*TASK 1*
According to the event description on the economic impact of natural disasters, what single aggregate metric is often used to measure a disaster's impact?
*TASK 2*
In the event description on the economic impact of natural disasters, turn the paragraph beginning "Stephane Hallegatte, during his presentation" into a short bulleted list that keeps its main facts.

*DOCUMENT SEGMENT*
Stephane Hallegatte

“The real economic impact of natural disasters: accounting for distributional impacts and implications for poverty”

Event description

The impact of a disaster on a country or a community is often measured using one aggregate metric: the total cost of the physical damages. While relevant to estimate financial needs for the reconstruction, this single number hardly represents the impact on the poorest people and households, who suffer disproportionally from disaster but, because they own very little, experience little financial damages.

Stephane Hallegatte, during his presentation, proposed a different approach to measure the severity of disasters, one based on microsimulations in which disaster impacts are represented at the household level. Hallegatte used examples from multiple countries and disasters to illustrate the results and their policy implications. He showed how better accounting for distributional and poverty impacts affects (and improves) spatial prioritization of interventions (where to invest?) as well as the sectoral prioritization of interventions (in which sector to invest?).

*DATASET EXCERPT*
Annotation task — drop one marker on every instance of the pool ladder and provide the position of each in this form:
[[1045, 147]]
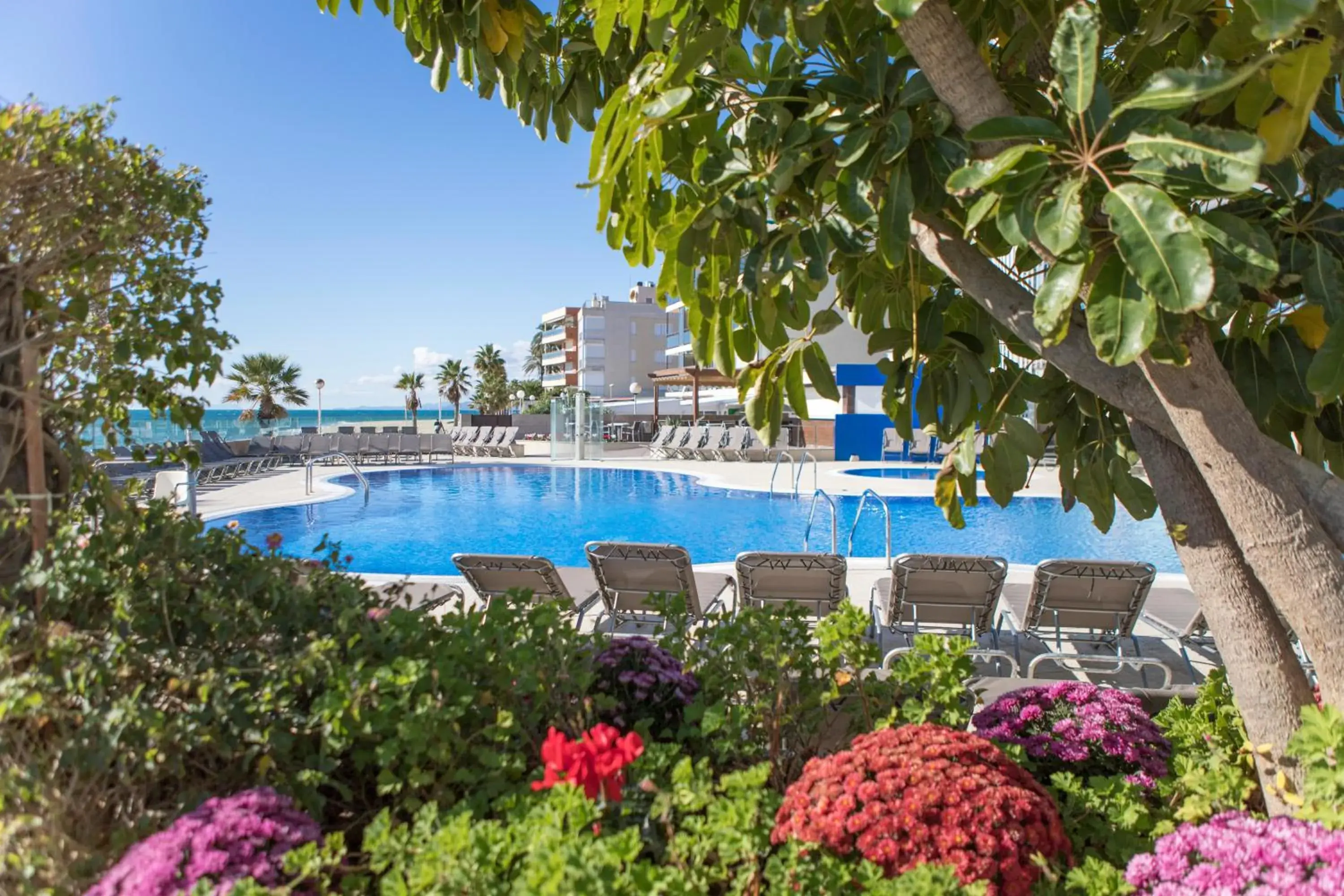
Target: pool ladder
[[886, 511], [795, 469], [812, 511], [308, 478]]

*TASK OUTPUT 1*
The total cost of the physical damages.

*TASK OUTPUT 2*
- Hallegatte proposed measuring disaster severity through microsimulations that represent impacts at the household level.
- He used examples from multiple countries and disasters to illustrate the results and their policy implications.
- He showed that better accounting for distributional and poverty impacts improves both spatial prioritization (where to invest) and sectoral prioritization (in which sector to invest).